(Items listed in a dataset)
● ● ●

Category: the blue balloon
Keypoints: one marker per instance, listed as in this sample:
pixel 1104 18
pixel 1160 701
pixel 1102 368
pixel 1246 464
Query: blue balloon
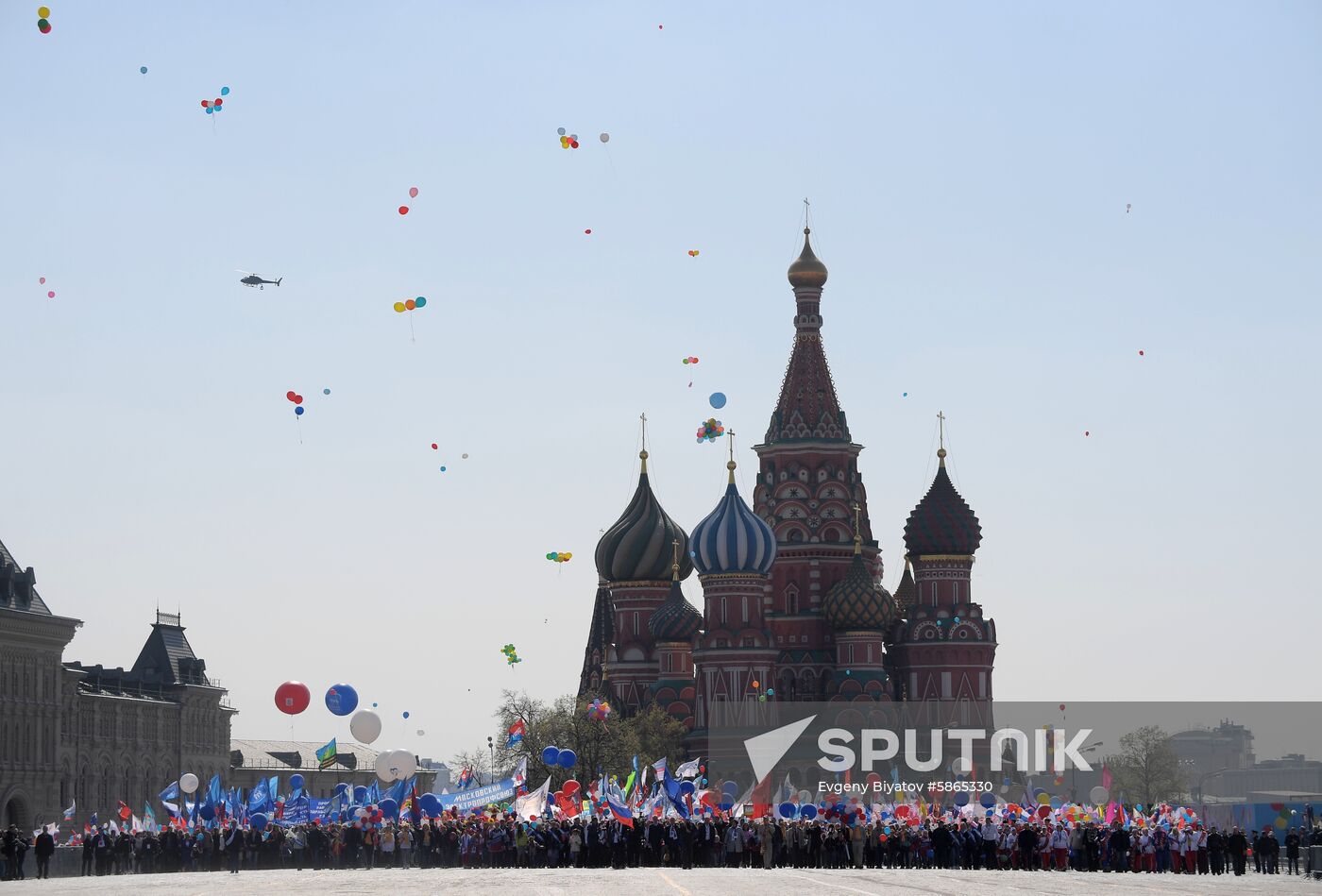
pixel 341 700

● ● ●

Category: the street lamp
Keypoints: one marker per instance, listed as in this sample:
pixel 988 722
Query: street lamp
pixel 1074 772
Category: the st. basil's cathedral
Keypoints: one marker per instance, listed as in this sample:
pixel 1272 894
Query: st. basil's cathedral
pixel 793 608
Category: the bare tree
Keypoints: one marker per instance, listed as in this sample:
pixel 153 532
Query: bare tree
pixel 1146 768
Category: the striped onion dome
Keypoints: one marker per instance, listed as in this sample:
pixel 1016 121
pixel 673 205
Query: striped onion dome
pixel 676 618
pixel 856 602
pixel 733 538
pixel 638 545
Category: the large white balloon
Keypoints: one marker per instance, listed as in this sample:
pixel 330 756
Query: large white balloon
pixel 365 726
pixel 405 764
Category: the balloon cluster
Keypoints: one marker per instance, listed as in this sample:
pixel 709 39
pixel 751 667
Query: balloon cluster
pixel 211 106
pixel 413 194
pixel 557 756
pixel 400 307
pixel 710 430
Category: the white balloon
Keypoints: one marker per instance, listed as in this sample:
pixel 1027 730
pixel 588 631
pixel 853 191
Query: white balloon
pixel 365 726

● ● ●

> YOUR OBJECTIVE
Put the lines of the items, everything from the line containing "Category: the blue balloon" down to the line containing "pixel 341 700", into a numbered list, skipping blank lines. Leave the pictures out of the answer.

> RESPONSE
1. Category: the blue balloon
2. Keypoints: one marker per instance, listed as in this sample:
3. pixel 1104 18
4. pixel 1160 701
5. pixel 1102 368
6. pixel 1246 464
7. Query: blue balloon
8. pixel 341 700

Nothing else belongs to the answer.